# [Written exercise 1]
Duplicate everything from "Perens was quick" down to "of that fact." in the UserLinux passage below.

++++ Given text ++++

Perens was quick to note that he supports Ubuntu, but doesn't think that Ubuntu's corporate-sponsored model is the way to go for UserLinux.

When Mark [Shuttleworth] started to work on Ubuntu, he called me up and we talked about whether I'd be interested in taking a leadership position in Ubuntu and I decided not to pursue that, because I feel that a non-profit is the correct paradigm for a Linux distribution. A Linux distribution is inherently not a profit-making enterprise and we are seeing [some of] the commercial Linux distributions abuse the open source paradigm because of that fact.

In addition, Perens said that Debian's development process allows anyone to become a developer and run for Project Leader or hold another Debian office, which doesn't exist in other projects. "You can be part of Ubuntu's community or Fedora's community, you don't get the chance to be boss".

Shortly after Waugh's invitation on the UserLinux mailing list, some of the Ubuntu team created experimental UserLinux packages for Ubuntu. The metapackages would allow creating "a sort of Ubuntu-flavored UserLinux". Unfortunately, the packages were also in violation of the UserLinux trademark policy. When we asked about the situation, Perens noted the importance of having a trademark policy, given the abuse of the Debian trademark "in various ways" and that "the UserLinux guys get to say what can be called UserLinux when they do their version of the Debian release." He also said he didn't have a problem with labeling the packages "ul" or something similar to distinguish them from official UserLinux packages. It would appear, after a bit of friction, that the projects are sorting out the trademark issue so Ubuntu can include the metapackages.

++++

# [Written exercise 2]
Please set down the entire listing below character for character, omitting the picture.

++++ Entries provided ++++

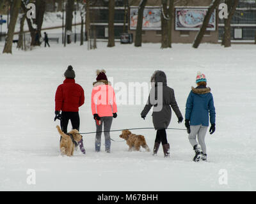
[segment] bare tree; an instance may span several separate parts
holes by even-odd
[[[7,38],[5,41],[4,50],[3,53],[12,54],[12,43],[13,40],[14,30],[15,28],[17,18],[19,15],[19,10],[20,7],[20,0],[13,0],[12,3],[13,8],[11,13],[11,19],[8,26]]]
[[[174,0],[169,0],[169,8],[168,10],[169,20],[168,24],[168,47],[172,47],[172,21],[174,17]]]
[[[23,32],[24,25],[26,20],[26,13],[23,13],[20,18],[20,31],[19,33],[19,41],[17,45],[17,48],[23,50]]]
[[[36,18],[34,22],[36,25],[36,30],[39,34],[39,38],[42,36],[41,29],[44,22],[44,15],[45,11],[45,0],[36,1]],[[40,41],[35,41],[35,45],[40,45]]]
[[[144,8],[146,6],[147,0],[141,0],[139,4],[139,8],[138,10],[138,19],[137,19],[137,26],[135,34],[135,47],[141,47],[142,41],[142,26],[143,22],[143,13]]]
[[[85,26],[86,26],[86,40],[87,40],[87,45],[88,45],[88,49],[90,49],[90,0],[86,1],[86,4],[85,6],[86,9],[86,17],[85,17]]]
[[[214,9],[220,4],[220,0],[212,0],[212,3],[210,4],[208,11],[204,17],[203,24],[202,25],[199,33],[198,33],[196,39],[195,40],[194,43],[193,44],[193,47],[197,48],[200,44],[202,40],[203,39],[204,35],[205,33],[206,29],[207,27],[209,21],[210,20],[211,17],[214,11]]]
[[[73,11],[75,4],[74,0],[67,0],[66,4],[66,26],[65,33],[67,31],[72,32],[72,20],[73,20]],[[68,32],[68,33],[69,33]],[[67,36],[67,43],[68,44],[71,43],[71,34],[68,34]]]
[[[30,0],[28,3],[31,3],[32,0]],[[21,8],[23,10],[24,13],[27,13],[28,11],[28,9],[26,7],[26,4],[24,1],[21,1]],[[30,33],[30,36],[31,38],[31,41],[30,45],[34,46],[35,45],[35,39],[36,39],[36,28],[33,27],[33,22],[32,19],[28,18],[27,17],[26,17],[26,20],[27,21],[28,29]]]
[[[167,0],[162,0],[161,6],[161,29],[162,29],[162,40],[161,40],[161,48],[166,48],[169,47],[169,39],[168,39],[168,21],[170,20],[169,16],[168,15],[167,10]]]
[[[221,45],[225,47],[231,46],[231,20],[236,11],[236,8],[238,5],[239,0],[227,0],[226,3],[228,6],[228,16],[225,19],[224,34],[222,38]]]
[[[108,47],[115,46],[115,0],[108,2]]]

++++

# [Written solution 1]
Perens was quick to note that he supports Ubuntu, but doesn't think that Ubuntu's corporate-sponsored model is the way to go for UserLinux.

When Mark [Shuttleworth] started to work on Ubuntu, he called me up and we talked about whether I'd be interested in taking a leadership position in Ubuntu and I decided not to pursue that, because I feel that a non-profit is the correct paradigm for a Linux distribution. A Linux distribution is inherently not a profit-making enterprise and we are seeing [some of] the commercial Linux distributions abuse the open source paradigm because of that fact.

# [Written solution 2]
[segment] bare tree; an instance may span several separate parts
holes by even-odd
[[[7,38],[5,41],[4,50],[3,53],[12,54],[12,43],[13,40],[14,30],[15,28],[17,18],[19,15],[19,10],[20,7],[20,0],[13,0],[12,3],[13,8],[11,13],[11,19],[8,26]]]
[[[174,0],[169,0],[169,8],[168,10],[169,20],[168,24],[168,47],[172,47],[172,21],[174,17]]]
[[[23,32],[24,25],[26,20],[26,13],[23,13],[20,18],[20,31],[19,33],[19,41],[17,45],[17,48],[23,50]]]
[[[36,18],[34,22],[36,25],[36,30],[39,34],[39,38],[42,36],[41,29],[44,22],[44,15],[45,11],[45,0],[36,1]],[[40,41],[35,41],[35,45],[40,45]]]
[[[144,8],[146,6],[147,0],[141,0],[139,4],[139,8],[138,10],[138,19],[137,19],[137,26],[135,34],[135,47],[141,47],[142,41],[142,26],[143,22],[143,13]]]
[[[85,26],[86,26],[86,40],[87,40],[87,45],[88,45],[88,49],[90,49],[90,0],[86,1],[86,4],[85,6],[86,9],[86,17],[85,17]]]
[[[214,9],[220,4],[220,0],[212,0],[212,3],[210,4],[208,11],[204,17],[203,24],[202,25],[199,33],[198,33],[196,39],[195,40],[194,43],[193,44],[193,47],[197,48],[200,44],[202,40],[203,39],[204,35],[205,33],[206,29],[207,27],[209,21],[210,20],[211,17],[214,11]]]
[[[73,11],[75,4],[74,0],[67,0],[66,4],[66,26],[65,33],[67,31],[72,32],[72,20],[73,20]],[[68,32],[68,33],[69,33]],[[67,36],[67,43],[68,44],[71,43],[71,34],[68,34]]]
[[[30,0],[28,3],[31,3],[32,0]],[[21,8],[23,10],[24,13],[27,13],[28,11],[28,9],[26,7],[26,4],[24,1],[21,1]],[[30,33],[30,36],[31,38],[31,41],[30,45],[34,46],[35,45],[35,39],[36,39],[36,28],[33,27],[33,22],[32,19],[28,18],[27,17],[26,17],[26,20],[27,21],[28,29]]]
[[[167,0],[162,0],[161,6],[161,29],[162,29],[162,40],[161,40],[161,48],[166,48],[169,47],[169,39],[168,39],[168,21],[170,20],[169,16],[168,15],[167,10]]]
[[[221,45],[225,47],[231,46],[231,20],[236,11],[236,8],[238,5],[239,0],[227,0],[226,3],[228,6],[228,16],[225,19],[224,34],[222,38]]]
[[[108,47],[115,46],[115,0],[108,2]]]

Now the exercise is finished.